COSA SI CHIEDE: Restituisci per intero il testo sulla poesia nordica in traduzione, senza cambiare nulla.

ESTRATTO DELLA FONTE:
------------------------------------------------
«Intravedere un cammino»

POESIA NORDICA IN TRADUZIONE

di Bruno Berni

intravedere 1Una storia della traduzione delle letterature nordiche nel nostro paese è ancora tutta da scrivere. Iniziata – dopo singole eccezioni precedenti – nei primi anni del Novecento, e continuata a lungo con molta lentezza, la mediazione della letteratura danese, svedese e norvegese in Italia è stata segnata, soprattutto nel corso del suo primo pionieristico periodo, da una anomalia che la accomuna probabilmente a quella da altre aree culturali di “minore” diffusione: l’assenza – o almeno la grande rarità – di mediatori che conoscessero direttamente tali lingue e culture e fossero in grado di valutarne, selezionarne, tradurne i frutti. Di qui il ricorso fin troppo frequente alla traduzione di seconda mano (dal francese prima, più tardi dal tedesco), che a sua volta comportava un ritardo nella mediazione in lingua italiana anche delle voci più importanti – con alcune eccezioni rappresentate da nomi come Strindberg e Ibsen –, ed era infine alla base di scelte che nella migliore delle ipotesi erano fatte sotto cieli diversi e talvolta – senza un contatto diretto con il contesto – potevano apparire o essere del tutto casuali.

Va detto che tradurre di una cultura la prosa significa ampliare i suoi effetti nello spazio e forse è spesso operazione meno complessa per il carattere denotativo del testo, che contiene al suo interno – o almeno dovrebbe contenere – un numero più ampio di elementi referenziali che permettono al lettore una rapida contestualizzazione. Tradurre il genere poetico significa invece permettere al pubblico di un’altra area linguistica di accedere agli aspetti più intimi di una cultura diversa; avviene forse al meglio in un momento più maturo nella storia della mediazione tra due culture e di norma è molto difficile operando con traduzioni di seconda mano.
------------------------------------------------
CONTENUTO DEL DATASET:
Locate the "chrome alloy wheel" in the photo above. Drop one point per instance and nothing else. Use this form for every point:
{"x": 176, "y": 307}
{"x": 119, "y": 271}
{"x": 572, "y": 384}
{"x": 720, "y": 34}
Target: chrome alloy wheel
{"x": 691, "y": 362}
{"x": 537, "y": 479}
------------------------------------------------
RISPOSTA AL COMPITO:
«Intravedere un cammino»

POESIA NORDICA IN TRADUZIONE

di Bruno Berni

intravedere 1Una storia della traduzione delle letterature nordiche nel nostro paese è ancora tutta da scrivere. Iniziata – dopo singole eccezioni precedenti – nei primi anni del Novecento, e continuata a lungo con molta lentezza, la mediazione della letteratura danese, svedese e norvegese in Italia è stata segnata, soprattutto nel corso del suo primo pionieristico periodo, da una anomalia che la accomuna probabilmente a quella da altre aree culturali di “minore” diffusione: l’assenza – o almeno la grande rarità – di mediatori che conoscessero direttamente tali lingue e culture e fossero in grado di valutarne, selezionarne, tradurne i frutti. Di qui il ricorso fin troppo frequente alla traduzione di seconda mano (dal francese prima, più tardi dal tedesco), che a sua volta comportava un ritardo nella mediazione in lingua italiana anche delle voci più importanti – con alcune eccezioni rappresentate da nomi come Strindberg e Ibsen –, ed era infine alla base di scelte che nella migliore delle ipotesi erano fatte sotto cieli diversi e talvolta – senza un contatto diretto con il contesto – potevano apparire o essere del tutto casuali.

Va detto che tradurre di una cultura la prosa significa ampliare i suoi effetti nello spazio e forse è spesso operazione meno complessa per il carattere denotativo del testo, che contiene al suo interno – o almeno dovrebbe contenere – un numero più ampio di elementi referenziali che permettono al lettore una rapida contestualizzazione. Tradurre il genere poetico significa invece permettere al pubblico di un’altra area linguistica di accedere agli aspetti più intimi di una cultura diversa; avviene forse al meglio in un momento più maturo nella storia della mediazione tra due culture e di norma è molto difficile operando con traduzioni di seconda mano.